WHAT IS EXPECTED:
Copy the records below verbatim, everything from the line containing "[locate] watermark logo" down to the end of the records.

EXTRACTED RECORDS:

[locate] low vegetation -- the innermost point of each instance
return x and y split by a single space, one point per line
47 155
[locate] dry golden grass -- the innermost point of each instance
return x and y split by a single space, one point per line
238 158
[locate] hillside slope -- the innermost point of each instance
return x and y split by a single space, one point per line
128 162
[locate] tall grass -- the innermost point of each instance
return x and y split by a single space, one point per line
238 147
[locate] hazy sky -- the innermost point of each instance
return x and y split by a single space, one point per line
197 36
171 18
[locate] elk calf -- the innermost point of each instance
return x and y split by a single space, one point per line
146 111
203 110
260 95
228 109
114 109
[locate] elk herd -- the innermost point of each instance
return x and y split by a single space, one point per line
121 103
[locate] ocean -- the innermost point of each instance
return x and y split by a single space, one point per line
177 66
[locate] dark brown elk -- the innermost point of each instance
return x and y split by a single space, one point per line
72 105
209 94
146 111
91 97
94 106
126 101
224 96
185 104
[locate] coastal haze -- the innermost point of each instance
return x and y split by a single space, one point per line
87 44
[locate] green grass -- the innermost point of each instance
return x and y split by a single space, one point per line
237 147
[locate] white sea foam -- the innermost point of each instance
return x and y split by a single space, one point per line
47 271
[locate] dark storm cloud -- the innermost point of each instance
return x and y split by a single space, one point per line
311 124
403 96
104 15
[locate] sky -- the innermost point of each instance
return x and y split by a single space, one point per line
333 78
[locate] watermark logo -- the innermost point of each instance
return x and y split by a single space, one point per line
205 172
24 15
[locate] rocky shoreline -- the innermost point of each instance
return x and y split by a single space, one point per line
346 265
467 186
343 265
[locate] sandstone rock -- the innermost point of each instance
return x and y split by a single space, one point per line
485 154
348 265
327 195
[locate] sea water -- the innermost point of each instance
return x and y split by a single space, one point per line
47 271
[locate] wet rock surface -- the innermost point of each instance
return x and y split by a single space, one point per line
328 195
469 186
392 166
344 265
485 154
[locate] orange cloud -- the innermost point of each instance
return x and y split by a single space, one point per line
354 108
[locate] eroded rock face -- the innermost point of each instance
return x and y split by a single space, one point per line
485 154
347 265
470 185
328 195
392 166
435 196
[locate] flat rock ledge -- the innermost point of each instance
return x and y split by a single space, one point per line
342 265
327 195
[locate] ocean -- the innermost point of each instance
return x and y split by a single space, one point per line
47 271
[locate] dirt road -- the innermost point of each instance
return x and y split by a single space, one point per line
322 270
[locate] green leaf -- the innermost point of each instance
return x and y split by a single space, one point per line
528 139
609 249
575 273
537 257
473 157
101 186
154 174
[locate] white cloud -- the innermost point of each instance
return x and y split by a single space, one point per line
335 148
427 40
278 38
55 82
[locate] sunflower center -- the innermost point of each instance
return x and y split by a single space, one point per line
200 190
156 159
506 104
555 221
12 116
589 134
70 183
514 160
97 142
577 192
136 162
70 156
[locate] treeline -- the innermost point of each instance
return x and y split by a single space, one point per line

RESULT FOR THIS EXERCISE:
[locate] watermark logo -- the innermost point of each instance
return x and y split by a single space, one point per line
205 172
24 15
[locate] rocky shoreline -- the innermost point of each instance
return x and y split by a single space, one point per line
346 265
467 186
343 265
[locate] sandstone rock -- the innermost point of each instance
return x and y split by a single space, one point per line
485 154
348 265
327 195
[locate] sea water -- the innermost point of each instance
return x and y split by a single space, one point per line
47 271
[locate] wet rock surface -- the innermost point of each instance
return x and y split by a single space, one point per line
328 195
469 186
392 166
344 265
485 154
[locate] orange cloud -- the innermost point of each instance
return x and y split by a single space, one point per line
354 108
[locate] eroded rock face -- the innermost point of each instance
return x and y split by a single space, one point per line
485 154
347 265
470 185
328 195
392 166
435 196
[locate] flat rock ledge -- the innermost point of each instance
return x and y split by a single space, one point per line
342 265
327 195
[locate] ocean -- the innermost point of each instance
return x and y split by a single space, one point per line
47 271
[locate] dirt road -- the innermost point of each instance
return x and y split by a single space, one point per line
322 270
[locate] green leaf -- the innermost point of each instance
return x and y split by a single space, one point per line
528 139
609 249
575 273
537 257
473 157
101 186
154 174
[locate] white cloud -- the innermost point of each instance
return x and y split by a single space, one point per line
335 148
427 40
278 38
55 82
[locate] sunflower center -- the innermost point of each instance
return x and y split by a single space, one point per line
200 190
156 159
506 104
555 221
12 116
589 134
70 183
514 160
97 142
577 192
136 162
70 156
[locate] treeline -- the innermost point of each instance
return x and y split by a single space, one point per line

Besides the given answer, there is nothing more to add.